» **Text block**
CanadianBottles said:
			
		

> That internal thread is the same one I have.  Mine has a stopper from a different company I've never heard of, though I've never been able to decipher the name.  Could likely be a British one that made its way over here recently and was just stuck in the bottle because it needed a stopper.That Country Club relation is interesting, especially since it looks like they also had something called Thorpe's Pale Dry Ginger Ale at the same time.  I think it says "Blends with friends" under Ginger Ale on the sign, which means it's their slogan on the trucks, not Seven-Up's.  Seems like there's a pretty likely connection between the two companies, considering that Country Club took over Thorpe's Seven Up franchise.  Are you sure that they didn't just rebrand themselves as Country Club instead of being two separate businesses?


Great bottle though hey!..does yours have the backwards S in sparkling? Wayne notes that they are FOR A VERY LIMITED FEW, that have them.Well the conclusion I'm drawing is that's what happened...a re branding of sorts, but usually that happens under new ownership?...but I suppose that's not always the case. Yes it is a bit of a mystery indeed! [attachment=Thorpe backwards S.jpg]


----------



## CanadianBottles (Jan 27, 2015)

I don't think mine has the reverse S but I don't have the bottle near me at the current time to check.


----------



## Canadacan (Jan 28, 2015)

Jumping back to the Thorpe & Co. Ltd display at the 1930 Vancouver Pacific National Exhibition I noticed a couple of syrup dispensers on the counter, at first just I assumed they were one of the Thorpe's flavors but upon a real good study of the picture I found out that It's another USA brand called Green River Syrup  http://www.greenriversoda.com/chicago/history/I think the label is similar but not exact to the one I pasted on the left....and so was this Thorpe's go to drink before 7up?......about all I can say now is wow! [attachment=Circa 1930 Thorpe ...on. - Copy (2).jpg]


----------



## Canadacan (Jan 29, 2015)

CanadianBottles said:
			
		

> Seems like there's a pretty likely connection between the two companies, considering that Country Club took over Thorpe's Seven Up franchise.  Are you sure that they didn't just rebrand themselves as Country Club instead of being two separate businesses?



Well as if we needed any more evidence about the connection, well I found some any ways!Just to make a note here, in 1931 Country Club Beverages appears in the directories for the first time and shares the same address as Thorpe's, until they disappear from the directories altogether in 1935, so for 4 solid year they were listed with the same address. The next 2 photos I'm posting are the money Shots!


----------



## Canadacan (Jan 29, 2015)

This is from the Vancouver city archives it's marked as Thorpe & co. 1935-sitting at desk, George Irwin. What's that in the window..Country? [attachment=Thorpe & co. 1935-... George Irwin..jpg]


----------



## Canadacan (Jan 29, 2015)

This is also from the Vancouver city archives it's marked as Thorpe & co. 1935-standing by safe, George Irwin.See the reflection? Country Club!!!...and the safe with Thorpe & Co. ltd on it.  [attachment=Thorpe.jpg]  <Edit: Inserted image in post>


----------



## cowseatmaize (Jan 30, 2015)

» **Set of tasks**
[A] Copy the Thorpe's forum thread from "Great bottle though" to "time to check.".
[B] In the Thorpe's forum thread, what year did Country Club Beverages first appear in the directories?

» **Information supplied**
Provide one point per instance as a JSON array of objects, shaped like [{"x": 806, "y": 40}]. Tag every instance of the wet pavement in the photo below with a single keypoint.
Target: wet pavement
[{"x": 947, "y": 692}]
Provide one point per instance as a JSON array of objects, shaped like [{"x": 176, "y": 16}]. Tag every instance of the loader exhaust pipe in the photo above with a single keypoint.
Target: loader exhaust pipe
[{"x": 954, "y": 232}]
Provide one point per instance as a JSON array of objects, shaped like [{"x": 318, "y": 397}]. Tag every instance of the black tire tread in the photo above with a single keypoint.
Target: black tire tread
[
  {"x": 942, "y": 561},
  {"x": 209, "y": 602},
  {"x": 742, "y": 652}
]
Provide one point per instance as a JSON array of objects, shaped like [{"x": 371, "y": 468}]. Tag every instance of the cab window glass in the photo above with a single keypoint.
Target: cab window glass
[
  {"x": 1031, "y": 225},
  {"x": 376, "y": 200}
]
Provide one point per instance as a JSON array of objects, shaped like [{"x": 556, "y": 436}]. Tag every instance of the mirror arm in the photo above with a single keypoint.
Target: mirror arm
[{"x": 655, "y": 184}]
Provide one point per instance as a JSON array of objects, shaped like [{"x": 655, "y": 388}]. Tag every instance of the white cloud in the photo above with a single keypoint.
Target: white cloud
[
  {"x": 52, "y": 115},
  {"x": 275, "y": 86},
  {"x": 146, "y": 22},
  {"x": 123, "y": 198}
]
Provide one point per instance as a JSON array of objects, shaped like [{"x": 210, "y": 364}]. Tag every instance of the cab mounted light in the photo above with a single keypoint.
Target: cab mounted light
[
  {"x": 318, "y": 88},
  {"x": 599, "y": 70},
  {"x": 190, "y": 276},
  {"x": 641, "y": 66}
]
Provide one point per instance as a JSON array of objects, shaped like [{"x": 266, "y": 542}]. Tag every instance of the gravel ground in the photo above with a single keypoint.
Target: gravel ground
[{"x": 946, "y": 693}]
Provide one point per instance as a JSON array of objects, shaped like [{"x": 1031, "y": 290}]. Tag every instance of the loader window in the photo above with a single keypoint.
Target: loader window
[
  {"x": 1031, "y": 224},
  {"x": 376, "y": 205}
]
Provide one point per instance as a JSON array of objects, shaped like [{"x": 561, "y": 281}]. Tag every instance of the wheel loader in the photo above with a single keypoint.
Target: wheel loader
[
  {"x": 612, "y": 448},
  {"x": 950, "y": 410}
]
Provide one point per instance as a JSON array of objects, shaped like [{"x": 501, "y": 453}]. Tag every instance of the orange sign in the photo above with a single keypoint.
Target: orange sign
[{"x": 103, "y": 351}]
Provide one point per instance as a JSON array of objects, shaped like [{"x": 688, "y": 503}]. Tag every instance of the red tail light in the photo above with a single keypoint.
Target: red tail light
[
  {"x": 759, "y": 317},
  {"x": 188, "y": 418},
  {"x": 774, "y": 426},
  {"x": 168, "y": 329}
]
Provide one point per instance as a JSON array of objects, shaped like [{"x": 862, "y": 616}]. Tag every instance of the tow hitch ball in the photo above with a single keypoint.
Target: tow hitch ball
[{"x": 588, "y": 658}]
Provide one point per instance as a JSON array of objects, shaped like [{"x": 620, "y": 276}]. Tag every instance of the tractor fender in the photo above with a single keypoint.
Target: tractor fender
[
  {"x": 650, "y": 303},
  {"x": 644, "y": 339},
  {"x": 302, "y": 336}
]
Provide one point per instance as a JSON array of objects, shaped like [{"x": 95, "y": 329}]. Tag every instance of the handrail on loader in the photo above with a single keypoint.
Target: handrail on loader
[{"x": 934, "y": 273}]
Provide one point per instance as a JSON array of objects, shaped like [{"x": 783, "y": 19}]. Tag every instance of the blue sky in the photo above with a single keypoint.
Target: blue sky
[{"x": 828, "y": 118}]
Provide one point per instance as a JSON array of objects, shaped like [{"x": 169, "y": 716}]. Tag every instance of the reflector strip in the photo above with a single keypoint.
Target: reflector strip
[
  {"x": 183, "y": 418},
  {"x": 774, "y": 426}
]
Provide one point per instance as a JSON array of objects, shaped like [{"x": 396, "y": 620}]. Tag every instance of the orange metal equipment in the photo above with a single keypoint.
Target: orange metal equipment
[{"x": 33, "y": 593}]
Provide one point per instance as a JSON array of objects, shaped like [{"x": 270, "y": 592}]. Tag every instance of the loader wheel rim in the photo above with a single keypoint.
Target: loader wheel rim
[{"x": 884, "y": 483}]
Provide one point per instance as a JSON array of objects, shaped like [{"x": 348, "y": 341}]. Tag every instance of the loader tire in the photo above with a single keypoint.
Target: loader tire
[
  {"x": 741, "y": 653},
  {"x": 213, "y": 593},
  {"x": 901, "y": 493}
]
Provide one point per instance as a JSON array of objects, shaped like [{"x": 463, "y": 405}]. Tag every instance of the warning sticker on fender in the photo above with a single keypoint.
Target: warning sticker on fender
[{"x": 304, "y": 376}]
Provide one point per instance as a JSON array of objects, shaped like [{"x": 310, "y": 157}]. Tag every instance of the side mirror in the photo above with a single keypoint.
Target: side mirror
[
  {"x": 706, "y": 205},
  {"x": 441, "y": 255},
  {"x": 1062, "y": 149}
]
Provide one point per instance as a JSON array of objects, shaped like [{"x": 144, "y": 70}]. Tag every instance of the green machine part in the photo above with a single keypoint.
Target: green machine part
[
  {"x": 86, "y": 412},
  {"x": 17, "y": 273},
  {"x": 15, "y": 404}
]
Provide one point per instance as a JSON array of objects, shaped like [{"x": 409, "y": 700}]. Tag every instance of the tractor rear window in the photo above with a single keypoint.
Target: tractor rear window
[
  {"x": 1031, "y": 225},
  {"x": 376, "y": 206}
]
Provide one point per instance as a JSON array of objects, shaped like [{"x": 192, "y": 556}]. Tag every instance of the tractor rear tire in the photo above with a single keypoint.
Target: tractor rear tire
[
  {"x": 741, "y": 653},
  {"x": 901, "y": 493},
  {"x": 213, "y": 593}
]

» **Results for the exercise**
[A]
Great bottle though hey!..does yours have the backwards S in sparkling? Wayne notes that they are FOR A VERY LIMITED FEW, that have them.Well the conclusion I'm drawing is that's what happened...a re branding of sorts, but usually that happens under new ownership?...but I suppose that's not always the case. Yes it is a bit of a mystery indeed! [attachment=Thorpe backwards S.jpg]


----------



## CanadianBottles (Jan 27, 2015)

I don't think mine has the reverse S but I don't have the bottle near me at the current time to check.

[B] 1931